##### TEXTE DE LECTURE

Conclusions relatives à la crédibilité

[19]           Les principales conclusions de la Commission sont les suivantes :

1.       la demanderesse n’était pas recherchée par la police ou les « autorités » de l’Ouganda;

2.       la demanderesse n’avait pas de crainte subjective d’être persécutée en Ouganda, autrement elle n’y serait pas retournée après son voyage au Kenya.

 

[20]           Il était loisible à la Commission, au vu de la preuve, d’arriver à ces conclusions relatives à la crédibilité, et celles-ci ne sont pas manifestement déraisonnables. Le constat erroné selon lequel la demanderesse a donné un faux renseignement sur le pays de départ et la conclusion non pertinente selon laquelle la demanderesse voulait induire en erreur les autorités ne suffisent pas à infirmer les principales conclusions de la Commission.

 

Question no 2 :  La Commission a-t-elle manqué à son obligation d’agir équitablement en faisant, avant l’audience, des commentaires qui témoignent d’une partialité réelle ou suscitent une crainte raisonnable de partialité?

 

[21]           La demanderesse affirme que les commentaires, formulés par la Commission avant l’audience, selon lesquels son FRP ressemblait à celui d’une autre personne ont suscité une crainte raisonnable de partialité. Au vu du dossier, l’avocate de la demanderesse s’est adressée à la Commission au sujet des commentaires préalables à l’audience. Le tribunal a répondu qu’il ne disposait pas des faits nécessaires pour conclure que les FRP étaient identiques et douteux. Le critère applicable à la crainte raisonnable de partialité a été établi par la Cour suprême du Canada dans l’arrêt Committee for Justice and Liberty c. Canada (Office national de l’énergie), [1978] 1 R.C.S. 369, p. 394, comme suit :

[...] la crainte de partialité doit être raisonnable et le fait d'une personne sensée et raisonnable qui se poserait elle-même la question et prendrait les renseignements nécessaires à ce sujet. Selon les termes de la Cour d'appel, ce critère consiste à se demander "à quelle conclusion en arriverait une personne bien renseignée qui étudierait la question en profondeur, de façon réaliste et pratique. Croirait-elle que, selon toute vraisemblance, [le décideur], consciemment ou non, ne rendra pas une décision juste?"

##########

*EXERCICE COURT*. Prolongez l'extrait de décision sur la crédibilité et la crainte de partialité à partir de sa dernière phrase, celle qui clôt la citation de la Cour suprême. Les items n'ont aucun rôle dans ce travail.

##### DONNÉES PRÉSENTÉES

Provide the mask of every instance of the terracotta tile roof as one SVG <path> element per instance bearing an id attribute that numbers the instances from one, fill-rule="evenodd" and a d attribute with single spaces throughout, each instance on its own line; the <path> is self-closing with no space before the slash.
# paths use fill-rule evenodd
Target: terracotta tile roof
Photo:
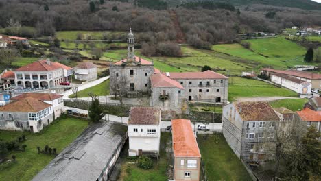
<path id="1" fill-rule="evenodd" d="M 243 121 L 278 121 L 278 117 L 268 102 L 233 103 Z"/>
<path id="2" fill-rule="evenodd" d="M 321 107 L 321 97 L 315 97 L 311 99 L 318 108 Z"/>
<path id="3" fill-rule="evenodd" d="M 285 74 L 283 74 L 283 73 L 274 73 L 272 75 L 274 75 L 274 76 L 278 77 L 281 77 L 281 78 L 283 78 L 283 79 L 285 79 L 285 80 L 289 80 L 291 82 L 295 82 L 295 83 L 297 83 L 297 84 L 302 84 L 302 83 L 306 82 L 306 81 L 304 81 L 304 80 L 300 80 L 300 79 L 298 79 L 298 78 L 296 78 L 296 77 L 291 77 L 290 75 L 285 75 Z"/>
<path id="4" fill-rule="evenodd" d="M 296 112 L 302 121 L 321 121 L 321 111 L 315 111 L 308 108 L 301 111 Z"/>
<path id="5" fill-rule="evenodd" d="M 294 112 L 287 108 L 285 108 L 285 107 L 276 108 L 274 108 L 274 110 L 281 114 L 294 114 Z"/>
<path id="6" fill-rule="evenodd" d="M 201 157 L 198 142 L 187 119 L 171 120 L 173 149 L 176 157 Z"/>
<path id="7" fill-rule="evenodd" d="M 51 62 L 52 64 L 54 64 L 58 67 L 60 67 L 61 68 L 62 68 L 63 69 L 65 69 L 65 70 L 71 70 L 73 68 L 69 67 L 69 66 L 67 66 L 67 65 L 64 65 L 63 64 L 60 64 L 60 62 Z"/>
<path id="8" fill-rule="evenodd" d="M 50 64 L 47 63 L 46 60 L 39 60 L 27 65 L 16 69 L 17 71 L 50 71 L 58 69 L 62 69 L 60 65 L 55 62 L 50 62 Z"/>
<path id="9" fill-rule="evenodd" d="M 25 99 L 27 97 L 32 97 L 34 99 L 36 99 L 40 101 L 51 101 L 57 99 L 58 98 L 60 98 L 62 97 L 62 95 L 53 94 L 53 93 L 24 93 L 24 94 L 21 94 L 18 96 L 14 97 L 11 98 L 10 100 L 17 101 L 17 100 Z"/>
<path id="10" fill-rule="evenodd" d="M 154 67 L 154 73 L 160 73 L 160 71 L 158 69 Z"/>
<path id="11" fill-rule="evenodd" d="M 158 125 L 160 110 L 147 107 L 132 107 L 130 109 L 129 125 Z"/>
<path id="12" fill-rule="evenodd" d="M 176 87 L 184 89 L 184 87 L 177 81 L 171 80 L 158 73 L 150 77 L 152 87 Z"/>
<path id="13" fill-rule="evenodd" d="M 38 112 L 51 106 L 32 97 L 26 97 L 0 107 L 0 112 Z"/>
<path id="14" fill-rule="evenodd" d="M 8 71 L 2 74 L 1 79 L 14 79 L 14 73 L 11 71 Z"/>
<path id="15" fill-rule="evenodd" d="M 139 58 L 138 56 L 135 56 L 135 60 L 134 60 L 136 62 L 139 62 L 139 60 L 141 60 L 141 64 L 144 64 L 144 65 L 152 65 L 153 63 L 148 61 L 148 60 L 146 60 L 145 59 L 143 59 L 141 58 Z M 117 62 L 116 63 L 115 63 L 114 64 L 116 64 L 116 65 L 121 65 L 123 62 L 127 62 L 127 59 L 123 59 L 119 62 Z"/>
<path id="16" fill-rule="evenodd" d="M 79 69 L 91 69 L 97 67 L 97 66 L 91 62 L 85 62 L 77 65 L 76 67 Z"/>
<path id="17" fill-rule="evenodd" d="M 308 71 L 296 71 L 296 70 L 281 71 L 281 70 L 276 70 L 276 69 L 270 69 L 270 68 L 261 69 L 261 70 L 270 71 L 270 72 L 280 73 L 283 73 L 283 74 L 291 75 L 291 76 L 306 78 L 306 79 L 312 79 L 312 80 L 321 79 L 321 74 L 313 73 L 308 72 Z"/>
<path id="18" fill-rule="evenodd" d="M 206 71 L 204 72 L 171 72 L 162 73 L 167 75 L 169 74 L 171 79 L 228 79 L 228 77 L 212 71 Z"/>
<path id="19" fill-rule="evenodd" d="M 9 36 L 8 38 L 12 40 L 28 40 L 27 38 L 19 37 L 19 36 Z"/>

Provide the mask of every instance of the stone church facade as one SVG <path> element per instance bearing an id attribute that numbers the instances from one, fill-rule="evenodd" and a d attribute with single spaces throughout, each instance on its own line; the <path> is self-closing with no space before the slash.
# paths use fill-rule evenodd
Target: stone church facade
<path id="1" fill-rule="evenodd" d="M 188 101 L 228 103 L 228 78 L 212 71 L 160 73 L 134 54 L 134 36 L 128 35 L 127 58 L 110 64 L 110 95 L 150 97 L 150 106 L 169 114 L 186 111 Z"/>

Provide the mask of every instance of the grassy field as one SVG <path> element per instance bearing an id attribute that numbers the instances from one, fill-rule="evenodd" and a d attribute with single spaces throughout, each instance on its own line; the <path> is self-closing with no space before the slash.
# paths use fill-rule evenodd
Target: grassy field
<path id="1" fill-rule="evenodd" d="M 297 64 L 309 64 L 303 62 L 305 48 L 283 37 L 244 41 L 250 43 L 252 51 L 237 43 L 217 45 L 212 49 L 259 63 L 257 69 L 267 66 L 285 69 Z"/>
<path id="2" fill-rule="evenodd" d="M 208 180 L 252 180 L 222 134 L 198 135 L 198 142 Z"/>
<path id="3" fill-rule="evenodd" d="M 82 36 L 82 38 L 88 38 L 91 40 L 102 40 L 104 34 L 108 39 L 117 37 L 126 37 L 128 32 L 117 31 L 59 31 L 56 32 L 56 37 L 60 40 L 75 40 L 78 34 Z"/>
<path id="4" fill-rule="evenodd" d="M 171 139 L 168 132 L 161 134 L 160 158 L 154 162 L 154 167 L 149 170 L 139 168 L 136 164 L 125 162 L 121 166 L 120 181 L 164 181 L 167 180 L 166 174 L 169 160 L 166 155 L 167 143 Z"/>
<path id="5" fill-rule="evenodd" d="M 285 107 L 295 112 L 302 110 L 308 101 L 307 99 L 286 99 L 271 101 L 270 104 L 273 108 Z"/>
<path id="6" fill-rule="evenodd" d="M 88 121 L 75 118 L 64 118 L 45 128 L 41 133 L 0 131 L 0 138 L 4 141 L 16 140 L 25 134 L 27 138 L 22 144 L 27 145 L 25 152 L 10 152 L 8 158 L 16 155 L 16 162 L 0 165 L 1 180 L 30 180 L 40 171 L 54 156 L 38 154 L 36 147 L 42 149 L 48 145 L 60 152 L 69 145 L 88 125 Z"/>
<path id="7" fill-rule="evenodd" d="M 25 66 L 37 61 L 38 60 L 39 60 L 39 58 L 36 57 L 18 57 L 16 60 L 12 62 L 12 64 L 16 66 Z"/>
<path id="8" fill-rule="evenodd" d="M 81 91 L 79 91 L 77 93 L 77 96 L 78 97 L 89 97 L 89 93 L 92 93 L 97 96 L 100 95 L 105 95 L 107 94 L 107 95 L 109 95 L 109 91 L 110 91 L 110 88 L 109 88 L 109 82 L 110 80 L 105 80 L 103 82 L 99 84 L 98 85 L 96 85 L 95 86 L 86 88 L 84 90 L 82 90 Z M 75 94 L 72 94 L 69 95 L 69 98 L 75 98 Z"/>
<path id="9" fill-rule="evenodd" d="M 230 77 L 228 86 L 228 101 L 237 97 L 286 96 L 298 97 L 298 94 L 285 88 L 276 87 L 263 81 Z"/>

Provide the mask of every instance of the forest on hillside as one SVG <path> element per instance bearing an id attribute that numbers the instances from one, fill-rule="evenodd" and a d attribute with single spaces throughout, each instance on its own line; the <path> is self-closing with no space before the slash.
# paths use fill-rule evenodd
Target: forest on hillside
<path id="1" fill-rule="evenodd" d="M 152 49 L 160 42 L 176 41 L 178 34 L 195 47 L 209 49 L 218 42 L 233 40 L 237 34 L 321 26 L 320 11 L 212 5 L 185 3 L 155 10 L 167 5 L 159 0 L 0 0 L 0 28 L 10 34 L 36 37 L 54 36 L 60 30 L 128 31 L 132 27 L 144 32 L 137 41 Z"/>

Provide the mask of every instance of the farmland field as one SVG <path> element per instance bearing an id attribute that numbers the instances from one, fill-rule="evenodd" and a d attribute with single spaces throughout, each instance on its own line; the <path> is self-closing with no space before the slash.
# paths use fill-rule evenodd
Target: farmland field
<path id="1" fill-rule="evenodd" d="M 48 145 L 56 148 L 58 153 L 69 145 L 88 125 L 88 121 L 66 117 L 54 122 L 45 128 L 41 133 L 0 130 L 0 138 L 4 141 L 16 140 L 18 136 L 25 135 L 27 141 L 23 143 L 27 147 L 25 152 L 11 151 L 7 158 L 12 154 L 16 161 L 0 165 L 1 180 L 30 180 L 52 159 L 54 155 L 38 154 L 37 147 L 43 149 Z"/>
<path id="2" fill-rule="evenodd" d="M 276 87 L 263 81 L 231 77 L 228 85 L 228 101 L 237 97 L 298 97 L 298 94 L 285 88 Z"/>

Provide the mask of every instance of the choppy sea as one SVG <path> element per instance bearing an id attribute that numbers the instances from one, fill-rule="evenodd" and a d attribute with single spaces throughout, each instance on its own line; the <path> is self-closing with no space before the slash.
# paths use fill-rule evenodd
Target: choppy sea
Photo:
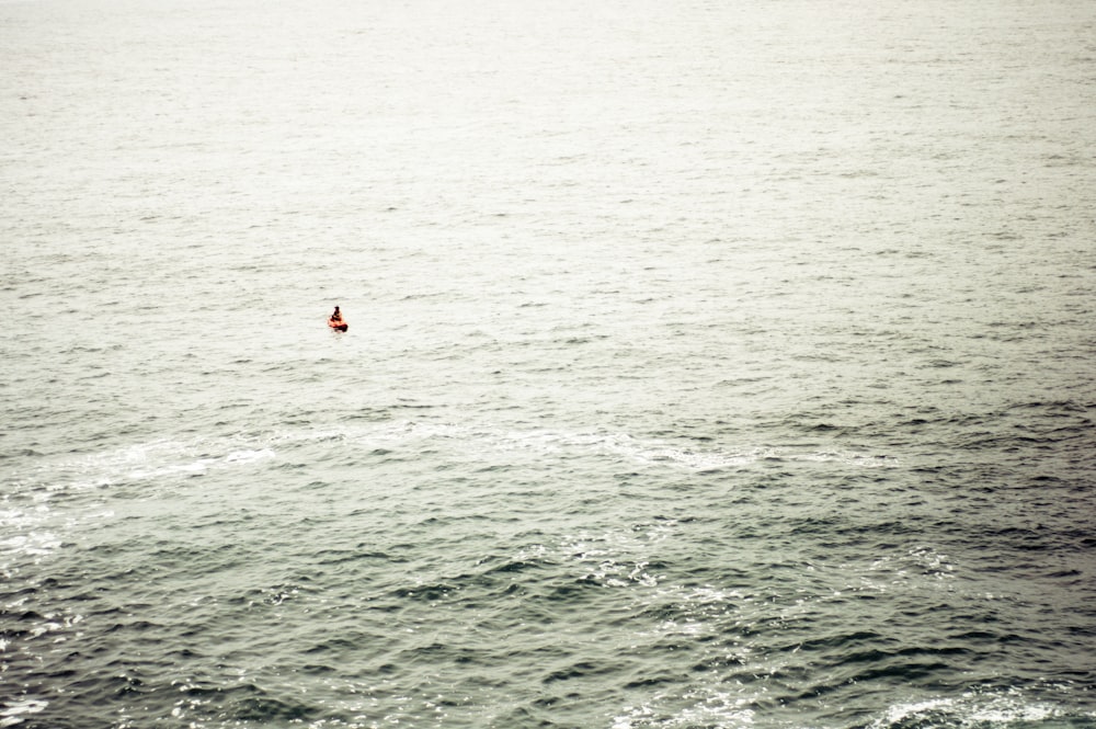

##########

*RÉPONSE FINALE*.
Le tribunal n’a pas tiré une conclusion défavorable à l’égard de la demanderesse en raison de la similitude de son FRP avec celui d’une autre personne. Il n’y a aucune preuve sur laquelle une personne bien renseignée se fonderait pour conclure raisonnablement à une crainte raisonnable de partialité à l’encontre de la demanderesse. La Commission a accordé à la demanderesse une audience complète et juste et a justifié sa conclusion de non-crédibilité par une série de motifs. De plus, le fait de ne pas avoir soulevé la question de la partialité pendant l’audience et demandé au membre de la Commission de se récuser exclut le règlement ultérieur de cette question. Voir la décision Narty c. Canada (Ministre de l’Emploi et de l’Immigration), [1994] A.C.F. no 120, paragraphe 11, du juge Denault.  Le demandeur ne peut pas attendre la décision pour invoquer la partialité. Il doit manifester son opposition le plus tôt possible au moyen d’une requête demandant que le membre de la Commission se récuse.

 

CONCLUSION

 

[22]           Il était loisible à la Commission de conclure, au vu de la preuve, que la demanderesse n’était pas crédible et n’avait pas de crainte subjective d’être persécutée. La Commission a rendu sa décision en s’acquittant de son obligation d’agir équitablement, sans susciter une crainte raisonnable de partialité.

 

[23]           Les parties n’ont pas proposé de question de portée générale à faire certifier. Aucune question n’est certifiée.

 

ORDONNANCE

 

 

LA COUR ORDONNE QUE :

 

 

 

La demande de contrôle judiciaire soit rejetée.

 

 

 

« Michael A. Kelen »

JUGE

 

 

 

Traduction certifiée conforme

Lucie Boisvenue, trad.a.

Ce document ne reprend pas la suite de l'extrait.